--- QUOTED PASSAGE ---

Prestige Purchasing founder and chairman David Read suggests inflation may be about to make a comeback

The cost of food and drink at the back door has changed very little for operators since as far back as early 2019. For most of us that feels like a lifetime ago. As always there has been some volatility in some categories (fish and seafood for example has been the wild child of the past couple of years), but swings have been compensated for by roundabouts, and inflation has been mostly benign.

But there are some early signs that prices may be heading upwards again as the months of 2021 unfold. There are a number of reasons for this, the first being international trade.

Analysis of January’s recently published trade numbers shows an alarmingly large fall year-on-year. Cheese exports for example plummeted from £45m to £7m, while whisky exports nosedived from £105m to £40m. Chocolate exports went from £41m to just £13m, a decline of 68%. Exports of some other goods such as salmon and beef almost stopped altogether, with declines of 98% and 92% respectively. Overall, trade in fish, thanks partly to a complete ban on the exports of certain live shellfish, dropped by 79%. Food and drink imports also fell significantly in the month, driven by a drop of nearly 25% from the EU compared to prior year worth around £700m.

--- ENTRIES PROVIDED ---

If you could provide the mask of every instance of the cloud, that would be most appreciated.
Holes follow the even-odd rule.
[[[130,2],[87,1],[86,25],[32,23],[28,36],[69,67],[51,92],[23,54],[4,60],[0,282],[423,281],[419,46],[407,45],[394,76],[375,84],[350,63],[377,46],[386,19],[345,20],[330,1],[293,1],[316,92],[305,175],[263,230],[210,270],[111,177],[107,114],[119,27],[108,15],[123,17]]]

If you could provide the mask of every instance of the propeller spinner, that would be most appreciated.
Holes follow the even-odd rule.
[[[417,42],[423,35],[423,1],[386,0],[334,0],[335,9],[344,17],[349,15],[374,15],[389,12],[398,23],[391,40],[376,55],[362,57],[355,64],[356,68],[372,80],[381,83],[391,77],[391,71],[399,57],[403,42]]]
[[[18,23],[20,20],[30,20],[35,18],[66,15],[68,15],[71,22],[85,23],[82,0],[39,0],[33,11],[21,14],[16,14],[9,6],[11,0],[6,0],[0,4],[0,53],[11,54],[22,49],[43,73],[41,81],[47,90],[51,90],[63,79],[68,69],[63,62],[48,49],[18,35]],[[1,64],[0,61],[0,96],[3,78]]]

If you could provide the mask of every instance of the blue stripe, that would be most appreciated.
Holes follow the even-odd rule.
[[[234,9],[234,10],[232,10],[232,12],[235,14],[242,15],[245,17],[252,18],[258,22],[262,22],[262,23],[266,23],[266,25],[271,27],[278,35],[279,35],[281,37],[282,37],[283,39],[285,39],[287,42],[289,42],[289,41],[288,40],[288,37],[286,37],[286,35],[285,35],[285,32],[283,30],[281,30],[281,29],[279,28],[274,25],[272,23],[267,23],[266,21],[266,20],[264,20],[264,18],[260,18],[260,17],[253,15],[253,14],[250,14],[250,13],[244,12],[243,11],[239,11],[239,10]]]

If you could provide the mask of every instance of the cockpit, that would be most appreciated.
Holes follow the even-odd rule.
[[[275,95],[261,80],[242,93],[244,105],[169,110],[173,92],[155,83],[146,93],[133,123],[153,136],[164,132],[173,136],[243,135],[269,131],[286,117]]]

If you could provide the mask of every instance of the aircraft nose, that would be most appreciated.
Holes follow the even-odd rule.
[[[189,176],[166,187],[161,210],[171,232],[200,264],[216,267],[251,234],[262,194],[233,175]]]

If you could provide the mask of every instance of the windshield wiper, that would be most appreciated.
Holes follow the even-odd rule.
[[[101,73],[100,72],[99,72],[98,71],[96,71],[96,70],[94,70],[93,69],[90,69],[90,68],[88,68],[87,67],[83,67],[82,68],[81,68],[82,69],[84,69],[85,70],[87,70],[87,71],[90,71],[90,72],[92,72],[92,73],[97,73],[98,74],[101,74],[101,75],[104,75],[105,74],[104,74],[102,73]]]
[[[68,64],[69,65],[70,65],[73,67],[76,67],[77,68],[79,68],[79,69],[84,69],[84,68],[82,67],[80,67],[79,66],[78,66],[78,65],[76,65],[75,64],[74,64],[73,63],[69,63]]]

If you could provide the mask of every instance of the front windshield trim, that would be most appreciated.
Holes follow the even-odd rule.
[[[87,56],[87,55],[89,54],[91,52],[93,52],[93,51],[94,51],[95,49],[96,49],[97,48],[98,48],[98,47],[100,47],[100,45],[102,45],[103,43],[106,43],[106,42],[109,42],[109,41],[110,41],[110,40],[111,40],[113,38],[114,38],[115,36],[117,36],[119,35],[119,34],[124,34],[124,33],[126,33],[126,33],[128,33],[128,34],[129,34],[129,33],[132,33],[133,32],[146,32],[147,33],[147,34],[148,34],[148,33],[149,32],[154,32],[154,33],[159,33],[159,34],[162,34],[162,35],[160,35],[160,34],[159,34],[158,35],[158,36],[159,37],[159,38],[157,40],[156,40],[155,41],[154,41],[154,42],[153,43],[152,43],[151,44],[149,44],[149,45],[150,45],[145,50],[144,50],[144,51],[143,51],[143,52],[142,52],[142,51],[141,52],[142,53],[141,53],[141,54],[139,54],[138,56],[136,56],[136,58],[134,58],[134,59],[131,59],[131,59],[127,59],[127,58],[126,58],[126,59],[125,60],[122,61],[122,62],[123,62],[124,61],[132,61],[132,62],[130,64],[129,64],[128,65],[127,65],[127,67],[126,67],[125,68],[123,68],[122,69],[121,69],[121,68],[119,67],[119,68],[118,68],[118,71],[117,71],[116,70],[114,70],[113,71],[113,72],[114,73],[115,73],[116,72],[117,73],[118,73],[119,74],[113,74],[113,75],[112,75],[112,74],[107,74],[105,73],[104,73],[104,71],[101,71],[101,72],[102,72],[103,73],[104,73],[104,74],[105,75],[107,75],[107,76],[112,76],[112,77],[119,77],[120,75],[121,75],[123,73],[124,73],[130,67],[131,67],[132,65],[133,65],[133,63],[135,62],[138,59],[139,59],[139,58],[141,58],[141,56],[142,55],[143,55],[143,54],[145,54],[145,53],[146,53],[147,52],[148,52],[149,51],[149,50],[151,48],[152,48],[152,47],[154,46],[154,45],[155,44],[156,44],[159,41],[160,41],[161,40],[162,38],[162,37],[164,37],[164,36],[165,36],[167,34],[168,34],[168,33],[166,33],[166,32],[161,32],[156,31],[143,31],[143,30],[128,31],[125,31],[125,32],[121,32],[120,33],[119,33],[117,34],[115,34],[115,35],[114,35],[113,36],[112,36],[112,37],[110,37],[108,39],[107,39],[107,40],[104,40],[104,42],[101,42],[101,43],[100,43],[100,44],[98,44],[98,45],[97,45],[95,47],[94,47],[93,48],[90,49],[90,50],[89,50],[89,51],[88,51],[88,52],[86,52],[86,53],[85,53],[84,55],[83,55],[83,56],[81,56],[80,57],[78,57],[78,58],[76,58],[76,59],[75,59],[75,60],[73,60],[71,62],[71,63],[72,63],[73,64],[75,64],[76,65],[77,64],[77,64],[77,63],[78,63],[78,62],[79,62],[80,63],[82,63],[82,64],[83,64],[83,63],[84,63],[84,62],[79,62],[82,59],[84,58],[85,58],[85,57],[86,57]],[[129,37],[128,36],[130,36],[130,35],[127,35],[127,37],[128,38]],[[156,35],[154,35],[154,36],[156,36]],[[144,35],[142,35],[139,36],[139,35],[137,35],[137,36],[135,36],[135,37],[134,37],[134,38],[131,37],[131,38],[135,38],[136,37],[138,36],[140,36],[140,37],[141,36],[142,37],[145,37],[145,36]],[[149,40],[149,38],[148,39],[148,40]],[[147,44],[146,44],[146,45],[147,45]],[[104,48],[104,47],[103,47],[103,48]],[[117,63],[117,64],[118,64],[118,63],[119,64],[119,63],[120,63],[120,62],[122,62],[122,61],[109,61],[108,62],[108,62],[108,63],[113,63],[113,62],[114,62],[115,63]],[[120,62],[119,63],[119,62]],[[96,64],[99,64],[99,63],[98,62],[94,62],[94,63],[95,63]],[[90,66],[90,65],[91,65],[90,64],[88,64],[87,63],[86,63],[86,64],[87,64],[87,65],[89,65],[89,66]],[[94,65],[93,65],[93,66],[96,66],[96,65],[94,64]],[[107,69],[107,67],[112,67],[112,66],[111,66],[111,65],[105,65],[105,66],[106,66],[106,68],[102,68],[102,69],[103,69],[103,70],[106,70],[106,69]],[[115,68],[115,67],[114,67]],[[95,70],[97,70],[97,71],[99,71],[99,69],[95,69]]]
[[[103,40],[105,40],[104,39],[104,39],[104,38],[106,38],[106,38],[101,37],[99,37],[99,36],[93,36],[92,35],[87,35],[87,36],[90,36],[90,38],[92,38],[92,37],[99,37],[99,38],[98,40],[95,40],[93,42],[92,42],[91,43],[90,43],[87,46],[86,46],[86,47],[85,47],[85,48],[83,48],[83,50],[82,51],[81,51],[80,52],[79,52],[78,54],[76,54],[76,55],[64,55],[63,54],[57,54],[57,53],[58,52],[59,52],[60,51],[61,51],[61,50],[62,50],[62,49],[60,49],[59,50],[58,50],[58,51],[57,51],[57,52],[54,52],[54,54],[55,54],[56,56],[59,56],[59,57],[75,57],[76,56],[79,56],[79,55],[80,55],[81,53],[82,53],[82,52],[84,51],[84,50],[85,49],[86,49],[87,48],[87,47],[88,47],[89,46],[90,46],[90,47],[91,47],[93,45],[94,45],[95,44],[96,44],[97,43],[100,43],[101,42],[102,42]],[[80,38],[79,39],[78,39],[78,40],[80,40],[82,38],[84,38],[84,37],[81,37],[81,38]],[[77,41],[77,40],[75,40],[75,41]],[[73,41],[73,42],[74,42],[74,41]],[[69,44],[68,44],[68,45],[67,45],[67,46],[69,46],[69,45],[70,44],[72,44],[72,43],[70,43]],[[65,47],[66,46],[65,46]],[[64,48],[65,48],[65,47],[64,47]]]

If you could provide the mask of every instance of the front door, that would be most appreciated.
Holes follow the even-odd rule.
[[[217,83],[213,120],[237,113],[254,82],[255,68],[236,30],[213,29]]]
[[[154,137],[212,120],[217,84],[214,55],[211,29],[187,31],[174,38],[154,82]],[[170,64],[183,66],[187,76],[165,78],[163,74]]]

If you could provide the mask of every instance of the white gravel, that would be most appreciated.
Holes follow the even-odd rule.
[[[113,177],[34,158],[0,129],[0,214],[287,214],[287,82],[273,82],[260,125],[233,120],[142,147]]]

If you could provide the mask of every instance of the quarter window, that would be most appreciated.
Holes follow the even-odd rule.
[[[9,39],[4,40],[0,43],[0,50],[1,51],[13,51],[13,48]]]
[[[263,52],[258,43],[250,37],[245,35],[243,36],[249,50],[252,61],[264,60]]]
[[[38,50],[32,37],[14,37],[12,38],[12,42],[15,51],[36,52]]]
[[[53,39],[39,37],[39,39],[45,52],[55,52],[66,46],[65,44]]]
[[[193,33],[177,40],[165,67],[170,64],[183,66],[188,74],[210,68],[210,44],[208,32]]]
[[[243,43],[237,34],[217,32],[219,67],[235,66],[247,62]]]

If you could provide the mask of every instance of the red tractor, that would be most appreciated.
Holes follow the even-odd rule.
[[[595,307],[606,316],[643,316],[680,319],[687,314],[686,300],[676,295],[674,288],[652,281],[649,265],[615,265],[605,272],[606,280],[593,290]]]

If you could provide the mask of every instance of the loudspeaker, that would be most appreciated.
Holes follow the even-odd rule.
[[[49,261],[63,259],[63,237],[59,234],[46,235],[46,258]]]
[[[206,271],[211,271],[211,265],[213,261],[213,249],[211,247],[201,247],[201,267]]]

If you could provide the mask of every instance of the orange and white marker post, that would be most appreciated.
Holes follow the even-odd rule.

---
--- ENTRIES PROVIDED ---

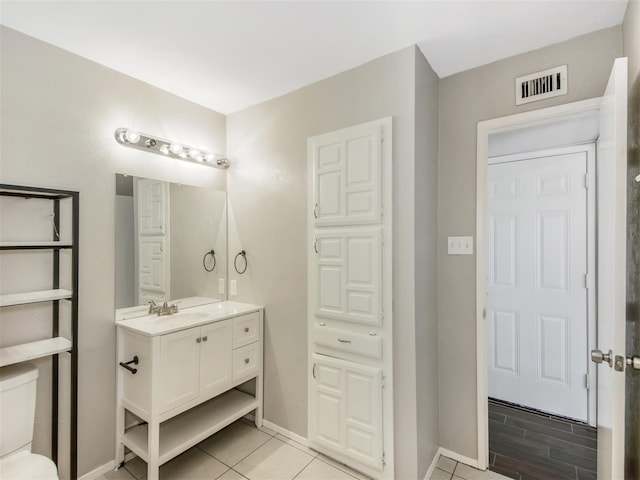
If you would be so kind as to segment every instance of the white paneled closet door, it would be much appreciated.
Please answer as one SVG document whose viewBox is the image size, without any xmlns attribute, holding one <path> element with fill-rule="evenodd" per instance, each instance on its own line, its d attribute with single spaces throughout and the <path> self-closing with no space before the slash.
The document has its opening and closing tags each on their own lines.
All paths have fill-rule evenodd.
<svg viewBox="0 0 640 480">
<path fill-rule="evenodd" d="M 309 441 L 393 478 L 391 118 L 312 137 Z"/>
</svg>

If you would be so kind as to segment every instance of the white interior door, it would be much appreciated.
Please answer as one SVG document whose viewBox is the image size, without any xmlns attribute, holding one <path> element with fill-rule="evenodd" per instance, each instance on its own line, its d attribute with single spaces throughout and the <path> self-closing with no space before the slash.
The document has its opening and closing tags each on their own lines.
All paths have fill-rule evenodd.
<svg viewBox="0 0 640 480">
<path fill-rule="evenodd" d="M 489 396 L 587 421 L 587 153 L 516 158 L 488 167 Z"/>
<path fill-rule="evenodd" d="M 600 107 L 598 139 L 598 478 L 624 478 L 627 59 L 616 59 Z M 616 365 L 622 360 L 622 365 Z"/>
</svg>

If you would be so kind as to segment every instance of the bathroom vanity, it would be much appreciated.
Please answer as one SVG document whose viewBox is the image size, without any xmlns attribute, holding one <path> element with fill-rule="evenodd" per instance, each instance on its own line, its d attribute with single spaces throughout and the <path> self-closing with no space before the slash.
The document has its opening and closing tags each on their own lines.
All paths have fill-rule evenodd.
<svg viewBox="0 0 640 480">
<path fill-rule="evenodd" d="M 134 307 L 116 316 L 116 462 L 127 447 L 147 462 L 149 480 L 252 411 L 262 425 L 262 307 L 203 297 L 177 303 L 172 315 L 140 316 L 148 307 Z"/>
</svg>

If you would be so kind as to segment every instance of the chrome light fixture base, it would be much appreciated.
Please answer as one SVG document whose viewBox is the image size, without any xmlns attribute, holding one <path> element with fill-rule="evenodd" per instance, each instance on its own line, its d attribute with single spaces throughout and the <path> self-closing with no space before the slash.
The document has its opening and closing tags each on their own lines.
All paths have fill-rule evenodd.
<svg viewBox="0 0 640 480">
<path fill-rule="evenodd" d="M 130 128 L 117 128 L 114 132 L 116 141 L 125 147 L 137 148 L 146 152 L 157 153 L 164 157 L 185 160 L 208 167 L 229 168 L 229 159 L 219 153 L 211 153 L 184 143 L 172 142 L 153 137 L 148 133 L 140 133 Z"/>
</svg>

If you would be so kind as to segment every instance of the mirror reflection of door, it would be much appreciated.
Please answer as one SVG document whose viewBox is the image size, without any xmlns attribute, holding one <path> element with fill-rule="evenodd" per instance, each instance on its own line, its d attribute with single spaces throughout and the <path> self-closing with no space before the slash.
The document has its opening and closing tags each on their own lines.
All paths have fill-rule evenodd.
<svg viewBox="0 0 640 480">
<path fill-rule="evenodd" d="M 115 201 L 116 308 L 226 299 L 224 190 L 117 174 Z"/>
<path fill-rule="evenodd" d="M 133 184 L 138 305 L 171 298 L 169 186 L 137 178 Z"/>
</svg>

---
--- ENTRIES PROVIDED ---

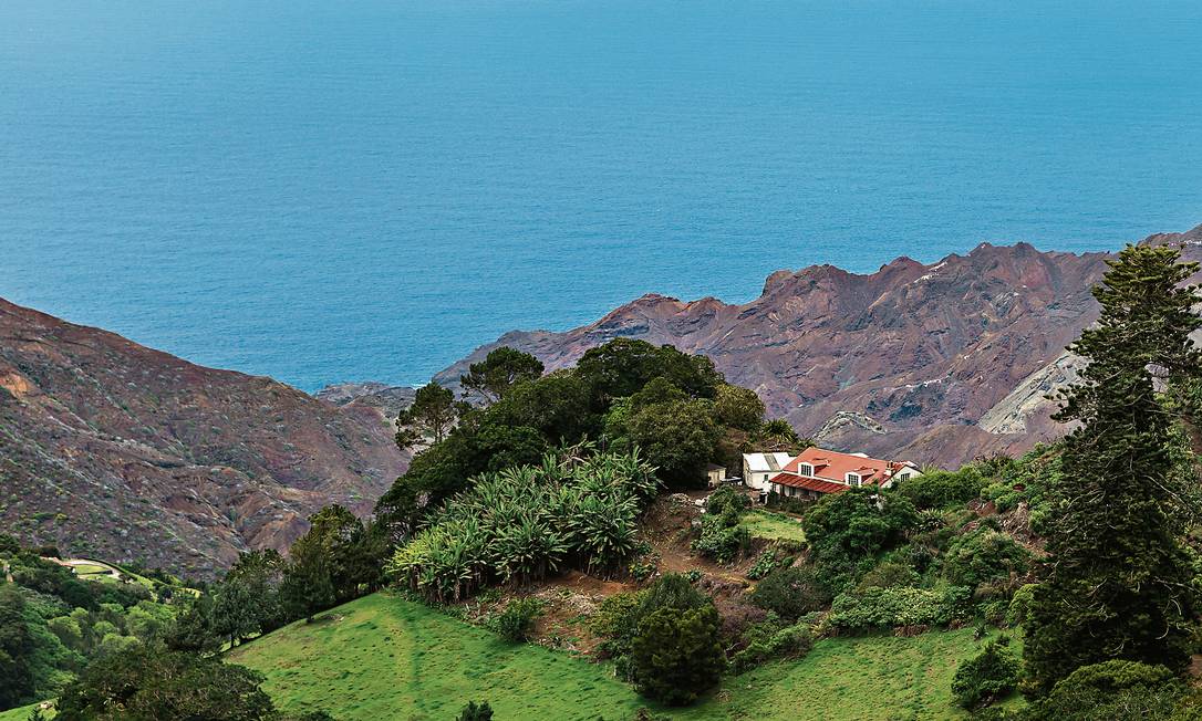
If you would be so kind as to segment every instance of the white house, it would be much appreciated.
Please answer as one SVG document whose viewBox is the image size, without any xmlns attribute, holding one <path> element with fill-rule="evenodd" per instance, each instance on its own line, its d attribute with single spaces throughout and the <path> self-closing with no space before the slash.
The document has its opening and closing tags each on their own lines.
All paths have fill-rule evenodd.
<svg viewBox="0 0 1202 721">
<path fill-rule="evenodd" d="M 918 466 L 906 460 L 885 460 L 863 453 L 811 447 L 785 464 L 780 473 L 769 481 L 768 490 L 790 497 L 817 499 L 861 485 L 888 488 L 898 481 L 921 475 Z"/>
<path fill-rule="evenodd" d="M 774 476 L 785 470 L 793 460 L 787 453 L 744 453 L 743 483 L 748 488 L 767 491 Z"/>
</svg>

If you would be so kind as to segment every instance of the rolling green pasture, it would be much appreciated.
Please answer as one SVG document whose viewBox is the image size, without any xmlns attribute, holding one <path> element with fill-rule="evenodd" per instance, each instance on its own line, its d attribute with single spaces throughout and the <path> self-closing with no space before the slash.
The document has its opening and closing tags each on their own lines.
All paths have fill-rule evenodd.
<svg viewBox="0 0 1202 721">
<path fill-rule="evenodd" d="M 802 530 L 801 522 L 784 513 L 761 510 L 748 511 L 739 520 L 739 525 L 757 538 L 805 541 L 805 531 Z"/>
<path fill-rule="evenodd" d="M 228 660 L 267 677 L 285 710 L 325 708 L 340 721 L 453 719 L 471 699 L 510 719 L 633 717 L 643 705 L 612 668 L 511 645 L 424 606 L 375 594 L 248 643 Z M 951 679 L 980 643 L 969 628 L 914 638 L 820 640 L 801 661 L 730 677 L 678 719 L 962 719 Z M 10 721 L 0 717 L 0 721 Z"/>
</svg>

---

WHAT THIS EXERCISE ASKS ::
A) In the article on food and drink inflation, how far did chocolate exports fall year-on-year in January?
B) Resume the article on food and drink inflation, picking up after its final sentence.
The rows come from a separate source unrelated to the article on food and drink inflation.

ANSWER LIST ::
A) From £41m to £13m, a decline of 68%.

B)
Those who did not support Brexit will no doubt try to use these numbers as a reason why Brexit was a huge mistake. Those who did support it will rightly point to pandemic impacts, pre-January stockpiling, hospitality lockdowns, and temporary issues with additional non-tariff barriers. The truth though will be somewhere in between. Our forecasts made during last year of a high level of trade volatility immediately following the end of the transitional agreement have become a grim reality. The challenge now is to understand what is permanent, and what is temporary.

Overall, food and drink exports collapsed in January, plunging by 75.5% year-on-year, down to £256m from £1bn. Annualised, that is a fall in exports of around £9bn, which if continued would create major changes to both production and import levels of food and drink in the UK. It would be prudent not to put too much reliance on a single month’s numbers, but some kind of permanent correction in trade volume of food and drink does now appear likely. How this will shake out in UK producer and wholesale markets is difficult to predict, but the balance of probability rests on a return to upward movement in prices as a whole.

And macro-economic conditions look to be headed in an inflationary direction too. In his recent 2021 Budget, the Chancellor set out how the government plans to reduce the fiscal deficit over time and pay for pandemic support measures. UK public sector net debt, excluding public sector banks, at the end of January 2021 was £2114.6bn.

Realistically, he has three options: tighten fiscal policy; outgrow the debt burden; or inflate away the debt. His Budget suggests that he will be attempting to do all three.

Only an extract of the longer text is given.